-- Aim of the task --
Here are some records; quote them exactly, leaving out the pictures.

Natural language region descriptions

========================

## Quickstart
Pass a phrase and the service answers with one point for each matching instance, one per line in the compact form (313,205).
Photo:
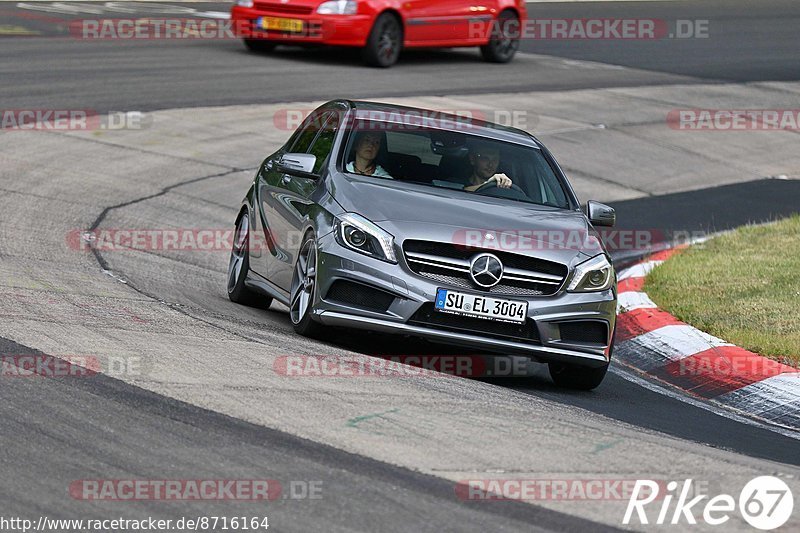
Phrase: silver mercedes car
(414,222)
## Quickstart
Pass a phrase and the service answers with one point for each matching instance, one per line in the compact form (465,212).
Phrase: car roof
(440,120)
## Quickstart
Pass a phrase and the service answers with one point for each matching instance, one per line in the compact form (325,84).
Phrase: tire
(385,42)
(261,46)
(239,266)
(304,290)
(502,46)
(577,377)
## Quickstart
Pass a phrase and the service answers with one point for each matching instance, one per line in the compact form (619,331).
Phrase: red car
(382,28)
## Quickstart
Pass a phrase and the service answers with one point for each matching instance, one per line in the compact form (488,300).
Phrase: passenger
(367,144)
(485,159)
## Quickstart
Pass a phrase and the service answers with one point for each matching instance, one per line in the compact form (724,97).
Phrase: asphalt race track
(205,401)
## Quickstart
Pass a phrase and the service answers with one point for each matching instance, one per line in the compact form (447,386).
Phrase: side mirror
(298,164)
(600,214)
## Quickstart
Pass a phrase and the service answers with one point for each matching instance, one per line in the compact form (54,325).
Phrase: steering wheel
(493,184)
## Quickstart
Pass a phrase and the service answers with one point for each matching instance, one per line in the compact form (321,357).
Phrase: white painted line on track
(630,300)
(638,271)
(679,341)
(681,396)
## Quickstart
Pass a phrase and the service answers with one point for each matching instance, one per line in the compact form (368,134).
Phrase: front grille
(584,332)
(449,263)
(283,8)
(427,316)
(358,295)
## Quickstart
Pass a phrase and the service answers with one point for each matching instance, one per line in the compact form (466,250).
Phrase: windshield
(452,160)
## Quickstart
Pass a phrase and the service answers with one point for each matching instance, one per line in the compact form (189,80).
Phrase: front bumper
(337,30)
(407,295)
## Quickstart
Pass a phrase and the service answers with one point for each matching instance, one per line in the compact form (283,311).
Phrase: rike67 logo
(765,503)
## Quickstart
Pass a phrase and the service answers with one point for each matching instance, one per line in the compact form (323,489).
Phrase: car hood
(413,211)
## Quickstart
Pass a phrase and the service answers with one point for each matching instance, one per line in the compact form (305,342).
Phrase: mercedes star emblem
(486,270)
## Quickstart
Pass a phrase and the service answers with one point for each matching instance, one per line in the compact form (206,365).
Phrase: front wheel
(303,290)
(504,40)
(577,377)
(384,43)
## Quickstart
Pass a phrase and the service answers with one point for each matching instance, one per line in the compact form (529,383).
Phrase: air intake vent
(358,295)
(584,332)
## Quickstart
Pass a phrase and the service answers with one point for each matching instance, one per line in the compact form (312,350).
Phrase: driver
(367,144)
(485,159)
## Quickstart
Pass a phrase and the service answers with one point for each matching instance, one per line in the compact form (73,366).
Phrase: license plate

========================

-- Expected answer --
## Quickstart
Pass a phrase and the service answers with one point for each matching instance, one per line in the compact form (313,205).
Photo:
Phrase: silver mercedes car
(414,222)
## Quickstart
Pass a phrase and the service answers with one point for each matching instance, one per line in the compact form (465,212).
Phrase: car roof
(440,120)
## Quickstart
Pass a phrase and the service answers with one point for each matching instance, one per line in the compact form (325,84).
Phrase: tire
(385,42)
(261,46)
(239,266)
(304,290)
(502,46)
(577,377)
## Quickstart
Pass a phrase and the service answers with one point for each matching instance, one per line in the compact form (619,331).
Phrase: red car
(382,28)
## Quickstart
Pass a phrase and the service answers with one point for each matching instance, one per line in the compact form (488,300).
Phrase: passenger
(367,144)
(485,159)
## Quickstart
Pass a phrase and the service answers with one point for each matching instance, one per line in the compact form (724,97).
Phrase: asphalt race track
(205,401)
## Quickstart
Pass a phrase and the service answers with one point for each matching instance, one per line in the compact form (447,386).
Phrase: side mirror
(298,164)
(600,214)
## Quickstart
Pass a phrase and the service answers with one point for each matching instance, one per line in the compact form (54,325).
Phrase: steering wheel
(493,184)
## Quickstart
Pass a phrase and the service answers with one point for each matching instance, one per line in the compact form (321,357).
Phrase: white painted line on track
(630,300)
(638,271)
(679,341)
(681,396)
## Quickstart
Pass a phrase and the service answers with one point for each matching instance, one per line in the compact form (368,134).
Phrase: front grille
(584,332)
(449,263)
(283,8)
(427,316)
(358,295)
## Quickstart
Pass a phrase and the service answers with one point for each matching instance, one per line in the compact form (466,250).
Phrase: windshield
(452,160)
## Quickstart
Pass a phrase and the service answers with one point for each matching instance, one per line in the compact form (189,80).
Phrase: front bumper
(337,30)
(407,295)
## Quickstart
Pass a phrase and the service answers with one point for each matching instance, one per line in the compact form (283,311).
Phrase: rike67 logo
(765,503)
## Quickstart
Pass a phrase and the service answers with one point for each matching instance, one per line in the compact form (323,489).
Phrase: car hood
(413,211)
## Quickstart
Pass a phrase and the service answers with one point for each matching instance, one per line in the compact form (305,342).
Phrase: mercedes star emblem
(486,270)
## Quickstart
Pass a phrase and the service answers with one point for each matching instance, one per line in the compact form (206,365).
Phrase: front wheel
(303,290)
(504,40)
(577,377)
(384,43)
## Quickstart
Pass a phrase and the service answers with one point for each matching instance, one per line in the compact form (529,383).
Phrase: air intake vent
(358,295)
(584,332)
## Quickstart
Pass a phrase and the service answers with one point for each matching instance, one per line in the compact form (312,350).
Phrase: driver
(367,144)
(485,159)
## Quickstart
Pass a phrase and the service answers with one point for each matching instance, one per line in the compact form (73,366).
Phrase: license plate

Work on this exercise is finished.